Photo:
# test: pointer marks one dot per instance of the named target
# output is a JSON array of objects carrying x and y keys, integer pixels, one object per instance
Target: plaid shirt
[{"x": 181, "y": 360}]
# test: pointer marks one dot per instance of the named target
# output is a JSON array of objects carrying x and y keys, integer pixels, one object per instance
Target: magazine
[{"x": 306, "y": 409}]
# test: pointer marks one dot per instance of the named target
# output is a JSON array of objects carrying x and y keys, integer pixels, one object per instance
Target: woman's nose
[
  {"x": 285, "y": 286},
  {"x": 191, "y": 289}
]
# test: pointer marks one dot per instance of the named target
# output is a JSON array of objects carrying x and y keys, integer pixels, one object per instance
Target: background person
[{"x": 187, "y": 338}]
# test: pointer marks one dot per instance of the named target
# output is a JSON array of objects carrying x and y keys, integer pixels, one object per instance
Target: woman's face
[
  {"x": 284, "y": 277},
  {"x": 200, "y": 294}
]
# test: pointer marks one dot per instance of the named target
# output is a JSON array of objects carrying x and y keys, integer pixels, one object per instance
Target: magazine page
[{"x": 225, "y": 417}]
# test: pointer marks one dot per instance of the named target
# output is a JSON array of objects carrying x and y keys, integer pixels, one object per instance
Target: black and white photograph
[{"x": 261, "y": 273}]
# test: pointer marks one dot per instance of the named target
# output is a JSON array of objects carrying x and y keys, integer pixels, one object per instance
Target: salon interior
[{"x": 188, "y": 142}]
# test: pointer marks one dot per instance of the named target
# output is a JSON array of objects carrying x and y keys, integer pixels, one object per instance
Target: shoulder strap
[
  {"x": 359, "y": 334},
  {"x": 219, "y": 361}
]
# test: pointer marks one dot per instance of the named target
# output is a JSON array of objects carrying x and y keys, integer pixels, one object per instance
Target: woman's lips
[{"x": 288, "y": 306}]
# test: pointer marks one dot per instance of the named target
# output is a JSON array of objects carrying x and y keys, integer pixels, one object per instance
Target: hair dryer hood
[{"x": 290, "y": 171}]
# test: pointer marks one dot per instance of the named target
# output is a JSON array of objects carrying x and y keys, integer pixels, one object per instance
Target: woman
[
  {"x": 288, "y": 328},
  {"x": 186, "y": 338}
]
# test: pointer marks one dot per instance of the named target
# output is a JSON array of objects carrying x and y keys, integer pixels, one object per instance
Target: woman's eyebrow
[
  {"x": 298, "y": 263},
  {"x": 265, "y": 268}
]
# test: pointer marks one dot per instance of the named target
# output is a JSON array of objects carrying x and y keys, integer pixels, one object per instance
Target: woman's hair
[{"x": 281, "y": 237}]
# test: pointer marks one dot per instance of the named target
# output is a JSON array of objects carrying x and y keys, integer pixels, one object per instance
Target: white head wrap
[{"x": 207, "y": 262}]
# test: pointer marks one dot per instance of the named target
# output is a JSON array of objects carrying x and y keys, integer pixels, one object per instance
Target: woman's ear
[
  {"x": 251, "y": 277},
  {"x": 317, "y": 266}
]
+++++
:: Work to complete ::
Print all of the entries exactly as they appear.

:: Correct output ::
Photo:
# test: pointer marks one dot per instance of the named target
# output is a JSON array of objects carrying x and y keys, integer pixels, one object per instance
Target: plaid shirt
[{"x": 181, "y": 360}]
# test: pointer marks one dot per instance of the named target
# output is a JSON array of objects carrying x and y keys, integer pixels, one object per instance
Target: magazine
[{"x": 306, "y": 409}]
# test: pointer marks one dot per instance of the named target
# output is a JSON array of objects carrying x and y keys, integer pixels, one object per instance
Target: woman's nose
[
  {"x": 285, "y": 286},
  {"x": 191, "y": 289}
]
# test: pointer marks one dot per instance of the named target
# output is a JSON array of objects carrying x and y keys, integer pixels, one object per instance
Target: background person
[{"x": 187, "y": 338}]
# test: pointer marks one dot per instance of the named target
# output is a JSON array of objects carrying x and y keys, integer pixels, one object per instance
Target: woman's face
[
  {"x": 284, "y": 277},
  {"x": 200, "y": 294}
]
# test: pointer marks one dot per instance of the named target
# output is a JSON array of objects carrying x and y keys, integer pixels, one object per instance
Target: magazine page
[{"x": 225, "y": 417}]
# test: pointer marks one dot per instance of the named target
# output is a JSON array of objects carrying x and y keys, integer pixels, one object per instance
Target: black and white photograph
[{"x": 261, "y": 273}]
# test: pointer marks one dot per instance of the named target
# output is a JSON array of objects carrying x and y keys, integer pixels, one object per instance
Target: salon interior
[{"x": 188, "y": 142}]
# test: pointer marks one dot per instance of the named target
# output is a JSON array of objects carrying x and y keys, integer pixels, one object per instance
Target: shoulder strap
[
  {"x": 359, "y": 334},
  {"x": 219, "y": 361}
]
# test: pointer marks one dot per instance of the named target
# output is a JSON array of objects carrying x and y keys, integer pixels, one object per instance
Target: woman's lips
[{"x": 288, "y": 306}]
# test: pointer marks one dot per instance of the named target
# output is a JSON array of objects carrying x and y keys, integer pixels, one object per instance
Target: hair dryer hood
[{"x": 290, "y": 171}]
# test: pointer marks one dot per instance of the named target
# output is a JSON array of objects carrying x and y keys, integer pixels, one object per instance
Target: woman
[
  {"x": 288, "y": 328},
  {"x": 186, "y": 338}
]
# test: pointer marks one dot per instance of the named target
# output is a JSON array of objects carrying x and y keys, integer pixels, one object per instance
Target: woman's eyebrow
[
  {"x": 298, "y": 263},
  {"x": 265, "y": 268}
]
# test: pointer marks one dot per instance of the named target
# output is a JSON array of objects carrying x and y keys, integer pixels, one object per instance
Target: woman's hair
[{"x": 281, "y": 237}]
# test: pointer marks one dot per instance of the named target
# output is a JSON array of objects carrying x and y keys, integer pixels, one object per instance
Target: white head wrap
[{"x": 207, "y": 262}]
# test: pointer marks one dot per instance of the named target
# output is a JSON array of objects carrying x and y keys, integer pixels, one object per instance
Target: woman's ear
[
  {"x": 251, "y": 277},
  {"x": 317, "y": 266}
]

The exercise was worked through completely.